[Opening TASK INPUT section]
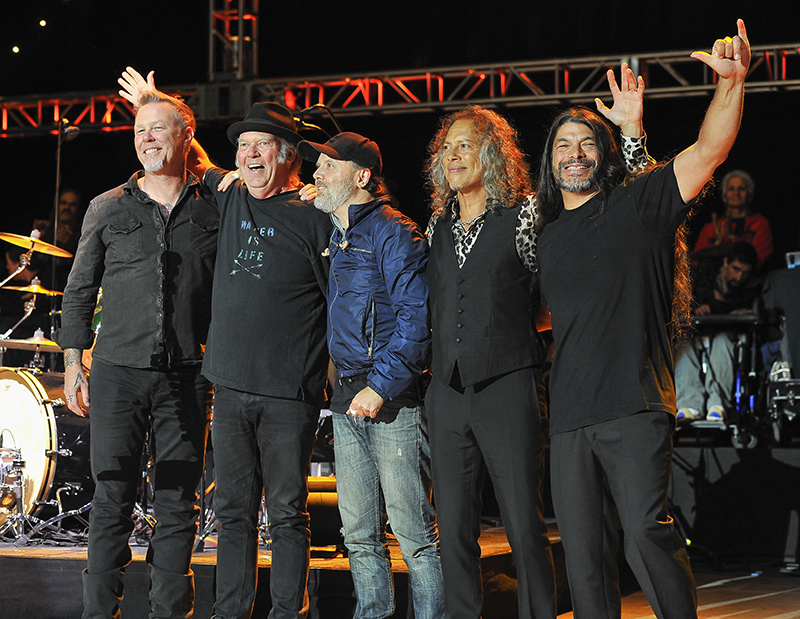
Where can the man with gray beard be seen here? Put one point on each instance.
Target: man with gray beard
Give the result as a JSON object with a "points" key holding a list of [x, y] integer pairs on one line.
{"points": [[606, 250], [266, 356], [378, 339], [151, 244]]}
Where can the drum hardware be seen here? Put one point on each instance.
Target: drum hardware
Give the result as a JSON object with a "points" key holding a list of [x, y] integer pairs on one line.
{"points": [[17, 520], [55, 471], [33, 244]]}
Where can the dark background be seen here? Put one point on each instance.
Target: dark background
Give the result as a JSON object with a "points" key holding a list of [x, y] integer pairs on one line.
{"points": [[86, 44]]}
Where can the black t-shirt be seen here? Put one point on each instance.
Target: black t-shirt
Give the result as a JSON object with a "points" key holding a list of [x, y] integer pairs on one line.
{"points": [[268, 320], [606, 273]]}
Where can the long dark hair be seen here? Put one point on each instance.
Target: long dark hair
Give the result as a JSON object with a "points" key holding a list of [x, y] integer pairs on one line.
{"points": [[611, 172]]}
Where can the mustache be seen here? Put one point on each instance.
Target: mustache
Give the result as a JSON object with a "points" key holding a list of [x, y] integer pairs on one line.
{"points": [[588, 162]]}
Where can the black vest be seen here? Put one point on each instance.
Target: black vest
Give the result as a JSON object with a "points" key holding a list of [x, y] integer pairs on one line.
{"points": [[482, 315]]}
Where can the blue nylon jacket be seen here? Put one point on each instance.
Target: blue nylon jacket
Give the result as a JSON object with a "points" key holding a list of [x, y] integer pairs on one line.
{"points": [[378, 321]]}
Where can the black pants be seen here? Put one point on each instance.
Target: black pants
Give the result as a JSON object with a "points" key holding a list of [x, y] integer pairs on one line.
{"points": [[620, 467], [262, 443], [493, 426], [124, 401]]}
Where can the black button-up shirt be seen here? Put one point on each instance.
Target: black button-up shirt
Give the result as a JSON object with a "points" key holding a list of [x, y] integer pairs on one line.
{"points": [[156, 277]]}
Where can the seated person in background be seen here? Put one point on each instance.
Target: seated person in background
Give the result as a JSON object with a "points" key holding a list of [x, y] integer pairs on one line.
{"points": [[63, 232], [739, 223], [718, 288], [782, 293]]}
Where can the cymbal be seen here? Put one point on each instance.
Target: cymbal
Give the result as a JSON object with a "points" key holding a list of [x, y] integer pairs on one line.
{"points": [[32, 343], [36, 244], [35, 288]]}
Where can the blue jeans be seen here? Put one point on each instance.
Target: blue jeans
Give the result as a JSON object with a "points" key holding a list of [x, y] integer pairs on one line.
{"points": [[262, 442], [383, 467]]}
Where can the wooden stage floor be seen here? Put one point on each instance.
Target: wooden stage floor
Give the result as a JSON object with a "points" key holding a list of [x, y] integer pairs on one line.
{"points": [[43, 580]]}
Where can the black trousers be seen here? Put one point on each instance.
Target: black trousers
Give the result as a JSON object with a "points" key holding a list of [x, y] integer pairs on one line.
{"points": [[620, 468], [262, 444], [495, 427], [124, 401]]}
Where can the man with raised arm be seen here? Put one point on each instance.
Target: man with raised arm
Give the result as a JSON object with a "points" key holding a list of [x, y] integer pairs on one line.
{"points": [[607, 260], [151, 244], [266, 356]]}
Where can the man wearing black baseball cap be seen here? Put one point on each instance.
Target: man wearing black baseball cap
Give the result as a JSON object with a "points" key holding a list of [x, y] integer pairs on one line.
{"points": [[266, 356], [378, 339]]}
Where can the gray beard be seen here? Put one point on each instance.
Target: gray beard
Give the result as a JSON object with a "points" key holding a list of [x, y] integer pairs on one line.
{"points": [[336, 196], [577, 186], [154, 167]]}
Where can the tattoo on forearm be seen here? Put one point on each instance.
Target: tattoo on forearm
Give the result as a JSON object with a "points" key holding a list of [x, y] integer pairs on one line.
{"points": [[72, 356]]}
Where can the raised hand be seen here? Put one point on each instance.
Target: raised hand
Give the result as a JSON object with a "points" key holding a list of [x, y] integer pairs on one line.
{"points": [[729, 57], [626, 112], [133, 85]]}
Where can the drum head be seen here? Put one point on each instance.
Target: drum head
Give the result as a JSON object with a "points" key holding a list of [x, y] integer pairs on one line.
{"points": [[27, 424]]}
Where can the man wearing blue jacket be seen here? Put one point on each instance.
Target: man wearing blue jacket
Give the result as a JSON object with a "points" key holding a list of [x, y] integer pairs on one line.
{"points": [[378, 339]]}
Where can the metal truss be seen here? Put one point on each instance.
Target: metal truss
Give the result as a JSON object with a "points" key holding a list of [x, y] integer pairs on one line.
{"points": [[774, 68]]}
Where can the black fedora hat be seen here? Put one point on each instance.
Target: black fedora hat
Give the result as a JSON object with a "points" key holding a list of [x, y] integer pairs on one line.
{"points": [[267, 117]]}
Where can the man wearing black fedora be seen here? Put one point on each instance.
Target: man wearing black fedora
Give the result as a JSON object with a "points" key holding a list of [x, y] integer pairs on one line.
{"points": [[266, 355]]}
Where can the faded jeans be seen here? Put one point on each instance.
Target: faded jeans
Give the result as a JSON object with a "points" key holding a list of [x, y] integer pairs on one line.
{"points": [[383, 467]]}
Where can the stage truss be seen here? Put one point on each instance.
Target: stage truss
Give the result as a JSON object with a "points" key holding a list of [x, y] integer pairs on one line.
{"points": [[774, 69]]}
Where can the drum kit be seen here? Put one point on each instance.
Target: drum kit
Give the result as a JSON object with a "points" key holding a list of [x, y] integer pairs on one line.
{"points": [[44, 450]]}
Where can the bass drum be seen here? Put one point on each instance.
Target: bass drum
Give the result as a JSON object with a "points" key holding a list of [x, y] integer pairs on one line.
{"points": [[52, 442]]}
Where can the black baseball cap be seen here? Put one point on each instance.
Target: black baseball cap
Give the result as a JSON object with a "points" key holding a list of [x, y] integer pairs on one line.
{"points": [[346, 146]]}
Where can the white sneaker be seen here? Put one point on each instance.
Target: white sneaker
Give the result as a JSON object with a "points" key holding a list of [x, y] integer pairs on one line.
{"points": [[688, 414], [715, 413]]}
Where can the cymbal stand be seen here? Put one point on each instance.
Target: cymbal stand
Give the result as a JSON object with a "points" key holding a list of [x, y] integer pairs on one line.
[Closing TASK INPUT section]
_WHAT TO PRODUCE_: Copy out the listing above exactly, and keep the pictures out of it.

_WORKED SOLUTION_:
Where can the man with gray beard be seen here? Put one point on each instance.
Target: man with gray beard
Give the result as a JSON object with a "points" key holding a list of [x, y] integer pairs on one line.
{"points": [[606, 250], [266, 356], [378, 339], [151, 244]]}
Where can the drum hardware be seen here? Put one point on each instance.
Target: drum hardware
Give the result as a JSON object with a "points" key holding a list of [x, y] integer pairs on one line.
{"points": [[17, 520], [55, 471], [33, 244]]}
Where can the dark background be seen here? Put one point on each instance.
Target: dark background
Give the result as a JSON object with a "points" key holding a list of [x, y] integer pairs on one line.
{"points": [[86, 44]]}
Where can the black t-shirt be seen here? Put one point on each instance.
Target: black t-shirt
Give the result as a JSON object with a "points" key holding a list of [x, y] integer pairs on one line.
{"points": [[268, 320], [606, 273]]}
Where can the long dark hair be seen here? Put one point on each instance.
Target: long dark hair
Give the result as a JSON object with a "points" key holding a list of [x, y] integer pairs on one line.
{"points": [[611, 172]]}
Where can the mustache be seen here? Put one point on each instance.
Target: mustache
Give the result as a JSON object with a "points" key holding a list of [x, y] integer pairs on one line.
{"points": [[588, 162]]}
Where can the black vest be seen here? Put one point on each instance.
Target: black vest
Give the result as a JSON object with a "points" key holding a list of [x, y] integer pairs on one line.
{"points": [[482, 315]]}
Where can the blue nylon jacket be seen here? Put one point on each instance.
Target: blue nylon jacket
Give the result as a JSON object with a "points" key holding a list of [x, y] integer pairs on one line.
{"points": [[378, 321]]}
Where can the black pants be seen here? Put one point on each instance.
Target: black pants
Give the result as a JSON object with a "points" key holding a list of [x, y] integer pairs on one line.
{"points": [[620, 467], [262, 443], [493, 426], [124, 401]]}
Where can the black button-up shirt be seen here? Put one point on each instance.
Target: black button-up shirt
Give the result as a JSON object with a "points" key holding a list of [x, y] integer pairs on one line.
{"points": [[156, 277]]}
Where can the seated person in background be seen here? Put one point on each instance.
Target: seated person in background
Give the result as a JSON object with a "points" key holding a list of [x, y] integer pairs on one line.
{"points": [[63, 232], [739, 223], [718, 288], [782, 293]]}
Where can the cymbal be seen here? Put one point on each instance.
Target: cymbal
Give the result as a JSON object with a "points" key holding a list of [x, y] integer pairs on one line.
{"points": [[32, 343], [36, 244], [35, 288]]}
Where can the blue jeans be seen here? Put one point on each instance.
Target: blue jeans
Give the result as a JSON object with a "points" key holding a list of [x, y] integer pairs on one line.
{"points": [[262, 442], [383, 467]]}
Where can the wooden stage floor be seen here? Put one point on each instance.
Target: wooden stage floor
Give the result as a JSON object with a "points" key holding a list of [x, y] integer pairs on one line.
{"points": [[43, 580]]}
Where can the black trousers be seen here? Put one point on each instance.
Target: black trousers
Give the result as a JSON object with a "points" key holding a list of [x, y] integer pairs on one line.
{"points": [[620, 468], [262, 444], [495, 427], [124, 401]]}
Where can the man with raised arm be seen here? Put one point on each instance.
Target: man with raised arm
Give the result as a JSON object with a "points" key holding a list of [x, y] integer pairs on one line.
{"points": [[607, 260], [151, 244], [266, 356]]}
Where can the man wearing black baseball cap be seen here? Put one point on each instance.
Target: man wearing black baseball cap
Give the result as a JSON object with a "points" key holding a list of [x, y] integer pairs on one line.
{"points": [[266, 356], [378, 339]]}
Where can the gray beard be seen here? Put one point on each instance.
Target: gray beard
Give the result as a JSON object with a "points" key holding a list of [x, y] integer pairs on one line.
{"points": [[336, 196], [577, 186], [154, 167]]}
Where can the tattoo on forearm be seen here? Put one point on each instance.
Target: tattoo on forearm
Give the result as a JSON object with a "points" key holding a list of [x, y] integer pairs on one line.
{"points": [[72, 356]]}
Where can the raised hand be seen here? Put one point on each instance.
Target: raised hand
Give the result as a JSON object with a "points" key holding a list of [x, y] integer pairs on one line.
{"points": [[729, 57], [626, 112], [133, 85]]}
Where can the drum head be seen here? Put one point on each instance.
Target: drum head
Give the result as a JSON object with a "points" key holding a list of [x, y] integer pairs on one line.
{"points": [[27, 424]]}
Where can the man wearing blue jacket be seen here? Put one point on each instance.
Target: man wearing blue jacket
Give the result as a JSON object with a "points" key holding a list of [x, y] integer pairs on one line.
{"points": [[378, 339]]}
Where can the metal truss be seen here? Put one point on each instance.
Target: metal truss
Give the result as a JSON object with a "points" key holding a list of [x, y] integer pairs on one line.
{"points": [[774, 68]]}
Where can the black fedora hat be seen here? Put one point on each instance.
Target: black fedora hat
Give the result as a JSON object with a "points" key holding a list of [x, y] integer pairs on one line.
{"points": [[267, 117]]}
Where can the man wearing black fedora be seen here? Put one point on each instance.
Target: man wearing black fedora
Give the result as a JSON object with a "points" key holding a list of [x, y] integer pairs on one line.
{"points": [[266, 355]]}
Where can the faded jeans be seen here? Put one point on each instance.
Target: faded jeans
Give the result as a JSON object with a "points" key holding a list of [x, y] integer pairs on one line.
{"points": [[383, 467]]}
Where can the stage truss be seen here? Put one point on each instance.
Target: stage truss
Give the result as a JSON object with a "points" key holding a list of [x, y] integer pairs on one line.
{"points": [[774, 69]]}
Where can the drum kit be seen here? Put one point on each instance.
Target: drum kit
Give the result as a JSON object with a "points" key holding a list of [x, y] integer pairs on one line.
{"points": [[44, 450]]}
Where can the bass drum be seen here? Put one point on each instance.
Target: bass drum
Give the result as a JSON object with a "points" key holding a list of [x, y] integer pairs on one line.
{"points": [[52, 442]]}
Where can the black baseball cap be seen here? Put one point on each instance.
Target: black baseball cap
Give the result as a JSON object with a "points" key holding a list of [x, y] integer pairs on one line.
{"points": [[346, 146]]}
Where can the white sneaker be seen here? Put one point on each instance.
Target: white sneaker
Give the result as a JSON object with a "points" key holding a list of [x, y] integer pairs on one line.
{"points": [[688, 414], [715, 413]]}
Where can the cymbal stand be seen here? Put one point on each instance.
Target: cymbal stand
Give the result as a JSON object with a "points" key holding a list of [x, y] integer pairs on one line.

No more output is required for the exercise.